* **Work task**
Starting at the line that contains "Target: utility pole", restate every line word for word through the end of the entries.

□ □ □ □

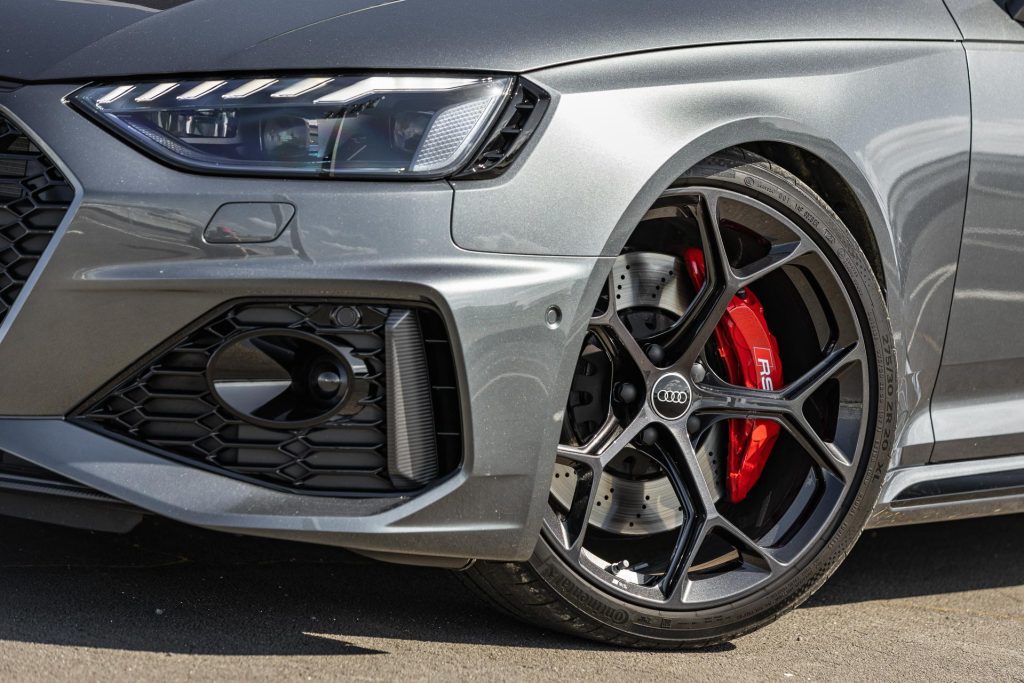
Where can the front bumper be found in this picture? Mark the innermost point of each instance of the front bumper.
(128, 269)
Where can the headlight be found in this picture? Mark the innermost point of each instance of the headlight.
(329, 126)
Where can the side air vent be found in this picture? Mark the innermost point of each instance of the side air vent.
(515, 126)
(34, 199)
(333, 398)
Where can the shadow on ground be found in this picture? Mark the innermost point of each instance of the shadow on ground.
(167, 588)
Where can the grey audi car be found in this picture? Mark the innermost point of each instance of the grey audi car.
(634, 313)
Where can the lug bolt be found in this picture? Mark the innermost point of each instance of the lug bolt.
(655, 353)
(648, 436)
(693, 424)
(626, 392)
(619, 566)
(697, 373)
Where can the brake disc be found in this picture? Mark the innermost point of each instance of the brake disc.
(649, 294)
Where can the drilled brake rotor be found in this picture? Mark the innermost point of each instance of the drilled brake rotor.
(650, 292)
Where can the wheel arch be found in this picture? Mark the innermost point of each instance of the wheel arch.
(813, 158)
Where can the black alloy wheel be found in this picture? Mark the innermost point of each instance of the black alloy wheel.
(657, 531)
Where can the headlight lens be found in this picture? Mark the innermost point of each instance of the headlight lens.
(328, 126)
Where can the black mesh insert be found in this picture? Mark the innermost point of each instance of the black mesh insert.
(169, 406)
(34, 199)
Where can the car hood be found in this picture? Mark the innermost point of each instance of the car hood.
(57, 40)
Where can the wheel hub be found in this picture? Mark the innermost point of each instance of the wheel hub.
(671, 396)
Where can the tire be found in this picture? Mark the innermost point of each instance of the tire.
(550, 592)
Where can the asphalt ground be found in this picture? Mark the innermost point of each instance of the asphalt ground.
(168, 602)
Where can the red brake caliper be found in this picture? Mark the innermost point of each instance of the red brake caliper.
(750, 353)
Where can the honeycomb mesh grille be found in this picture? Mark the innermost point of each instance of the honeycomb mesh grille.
(170, 407)
(34, 199)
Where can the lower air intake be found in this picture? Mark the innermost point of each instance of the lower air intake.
(318, 397)
(34, 199)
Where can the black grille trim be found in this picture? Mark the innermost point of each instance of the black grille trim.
(515, 127)
(34, 199)
(166, 406)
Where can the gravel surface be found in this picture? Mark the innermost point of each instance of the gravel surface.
(934, 602)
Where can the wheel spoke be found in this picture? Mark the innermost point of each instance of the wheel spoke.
(641, 547)
(686, 339)
(616, 337)
(836, 361)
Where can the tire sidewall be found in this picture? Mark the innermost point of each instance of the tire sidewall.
(758, 178)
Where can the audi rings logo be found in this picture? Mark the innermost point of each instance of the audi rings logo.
(671, 396)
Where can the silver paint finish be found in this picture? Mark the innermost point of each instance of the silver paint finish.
(979, 399)
(132, 268)
(623, 129)
(129, 267)
(984, 19)
(889, 512)
(257, 35)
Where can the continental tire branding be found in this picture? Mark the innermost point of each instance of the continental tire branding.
(583, 599)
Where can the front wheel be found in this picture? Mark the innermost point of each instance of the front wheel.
(728, 425)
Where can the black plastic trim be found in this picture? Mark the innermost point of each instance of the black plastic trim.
(969, 486)
(443, 386)
(513, 130)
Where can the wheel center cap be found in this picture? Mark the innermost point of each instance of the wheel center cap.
(671, 396)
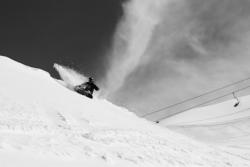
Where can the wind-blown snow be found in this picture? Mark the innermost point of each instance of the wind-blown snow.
(70, 77)
(42, 123)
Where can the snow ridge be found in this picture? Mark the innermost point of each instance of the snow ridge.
(42, 122)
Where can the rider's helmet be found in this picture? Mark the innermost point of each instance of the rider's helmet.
(91, 79)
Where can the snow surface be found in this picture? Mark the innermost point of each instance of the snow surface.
(221, 124)
(42, 123)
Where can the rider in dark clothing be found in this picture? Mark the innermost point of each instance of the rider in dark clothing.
(87, 88)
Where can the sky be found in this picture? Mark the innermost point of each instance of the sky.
(167, 51)
(144, 54)
(72, 33)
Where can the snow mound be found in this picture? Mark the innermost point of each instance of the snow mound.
(220, 124)
(42, 123)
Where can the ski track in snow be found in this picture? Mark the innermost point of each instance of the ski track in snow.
(109, 134)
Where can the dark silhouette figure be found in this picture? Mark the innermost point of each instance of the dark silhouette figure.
(87, 88)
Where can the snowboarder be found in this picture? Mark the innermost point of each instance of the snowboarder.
(87, 88)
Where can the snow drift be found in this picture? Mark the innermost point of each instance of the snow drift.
(42, 123)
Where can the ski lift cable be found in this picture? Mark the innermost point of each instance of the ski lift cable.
(196, 97)
(198, 105)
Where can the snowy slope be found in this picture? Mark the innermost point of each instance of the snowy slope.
(42, 123)
(221, 124)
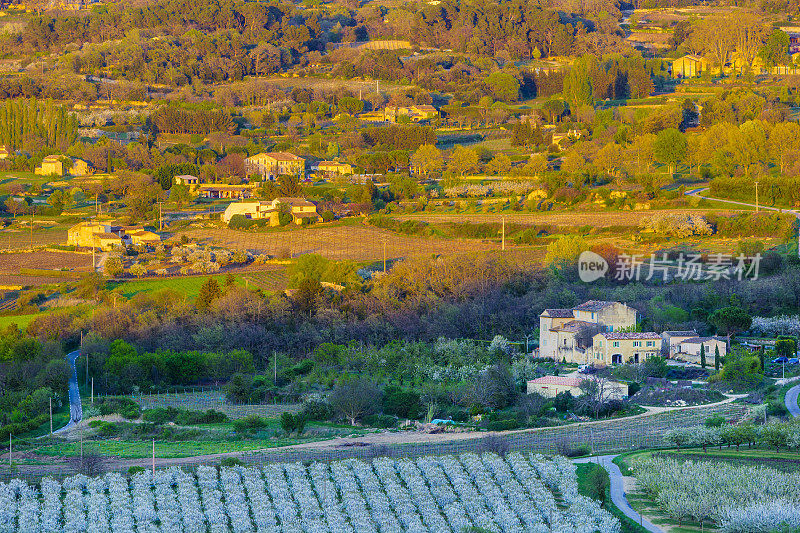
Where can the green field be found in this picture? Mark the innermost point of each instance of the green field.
(189, 286)
(164, 449)
(21, 321)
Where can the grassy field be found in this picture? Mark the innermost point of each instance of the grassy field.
(164, 449)
(556, 218)
(17, 238)
(356, 242)
(21, 321)
(188, 286)
(784, 461)
(204, 400)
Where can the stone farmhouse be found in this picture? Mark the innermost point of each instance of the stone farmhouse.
(107, 235)
(551, 386)
(303, 211)
(270, 165)
(569, 333)
(619, 347)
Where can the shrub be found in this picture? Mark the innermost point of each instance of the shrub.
(381, 421)
(401, 402)
(230, 462)
(502, 425)
(159, 415)
(291, 423)
(494, 444)
(317, 410)
(249, 423)
(188, 418)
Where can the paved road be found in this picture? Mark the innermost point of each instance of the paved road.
(75, 409)
(791, 401)
(618, 491)
(696, 192)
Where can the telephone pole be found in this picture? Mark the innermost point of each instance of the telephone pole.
(756, 184)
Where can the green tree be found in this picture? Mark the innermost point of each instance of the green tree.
(180, 194)
(463, 161)
(427, 160)
(355, 397)
(565, 249)
(774, 51)
(503, 86)
(670, 148)
(730, 320)
(56, 199)
(138, 270)
(578, 84)
(309, 266)
(209, 291)
(113, 267)
(289, 185)
(500, 164)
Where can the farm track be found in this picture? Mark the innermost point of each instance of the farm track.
(605, 436)
(559, 218)
(354, 243)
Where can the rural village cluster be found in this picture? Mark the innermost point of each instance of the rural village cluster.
(447, 266)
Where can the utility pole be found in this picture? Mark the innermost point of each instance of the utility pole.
(756, 183)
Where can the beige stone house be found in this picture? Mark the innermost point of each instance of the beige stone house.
(50, 165)
(689, 349)
(107, 235)
(566, 334)
(624, 347)
(551, 386)
(301, 209)
(673, 339)
(270, 165)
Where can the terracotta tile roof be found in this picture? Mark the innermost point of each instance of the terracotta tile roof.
(699, 340)
(691, 333)
(559, 313)
(564, 381)
(593, 305)
(575, 326)
(628, 335)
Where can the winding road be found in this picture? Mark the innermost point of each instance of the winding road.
(696, 192)
(618, 490)
(791, 401)
(75, 409)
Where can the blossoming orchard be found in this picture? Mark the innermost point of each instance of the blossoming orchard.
(436, 494)
(739, 499)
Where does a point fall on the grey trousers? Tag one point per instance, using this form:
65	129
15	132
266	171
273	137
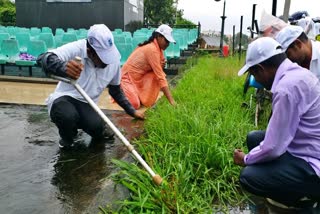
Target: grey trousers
286	179
70	114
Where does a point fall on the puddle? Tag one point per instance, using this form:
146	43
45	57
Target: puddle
37	178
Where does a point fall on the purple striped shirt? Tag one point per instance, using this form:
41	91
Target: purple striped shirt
295	122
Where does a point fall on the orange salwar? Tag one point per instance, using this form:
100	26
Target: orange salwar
143	75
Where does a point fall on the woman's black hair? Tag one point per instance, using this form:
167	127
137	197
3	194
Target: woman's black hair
151	38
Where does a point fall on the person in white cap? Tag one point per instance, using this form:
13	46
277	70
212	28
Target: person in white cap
299	48
99	68
142	74
283	162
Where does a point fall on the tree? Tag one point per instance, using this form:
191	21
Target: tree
160	12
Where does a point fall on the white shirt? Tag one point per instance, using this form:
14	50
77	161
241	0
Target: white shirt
92	80
315	59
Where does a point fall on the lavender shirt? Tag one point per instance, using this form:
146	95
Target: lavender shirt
295	122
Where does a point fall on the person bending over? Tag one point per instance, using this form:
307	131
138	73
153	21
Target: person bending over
99	68
283	163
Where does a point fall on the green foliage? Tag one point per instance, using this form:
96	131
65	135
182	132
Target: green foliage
191	145
7	13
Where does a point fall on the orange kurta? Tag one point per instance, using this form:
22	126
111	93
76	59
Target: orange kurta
143	75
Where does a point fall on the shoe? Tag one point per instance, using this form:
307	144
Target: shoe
278	204
65	144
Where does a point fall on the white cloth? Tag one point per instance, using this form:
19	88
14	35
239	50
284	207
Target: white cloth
92	80
316	28
315	60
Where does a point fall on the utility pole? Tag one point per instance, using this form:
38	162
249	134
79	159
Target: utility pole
274	7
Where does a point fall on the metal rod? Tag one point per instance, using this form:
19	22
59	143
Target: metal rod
240	39
156	178
223	17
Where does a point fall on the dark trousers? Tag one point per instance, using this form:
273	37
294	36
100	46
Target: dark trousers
70	114
285	179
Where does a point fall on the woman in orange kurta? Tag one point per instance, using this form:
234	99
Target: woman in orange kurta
142	74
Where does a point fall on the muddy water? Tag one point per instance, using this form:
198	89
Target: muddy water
35	177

□ □ □ □

* **Response to this task**
Target: utility pole
274	7
Where does a point fall on the metal rod? Tag one point per instance, using this form:
19	22
59	143
Target: metal rod
240	39
156	178
223	17
Where does a point fall on the dark trousers? Tag one point per instance, using this form:
273	37
294	36
100	46
Target: dark trousers
70	114
285	179
Where does a point fall on the woman in orange kurta? Tag one point per instance, using this form:
234	99
Target: woman in orange kurta
142	74
Where does a point fall on the muddy water? Tag one point per instance, using this form:
198	89
Target: muddy water
35	177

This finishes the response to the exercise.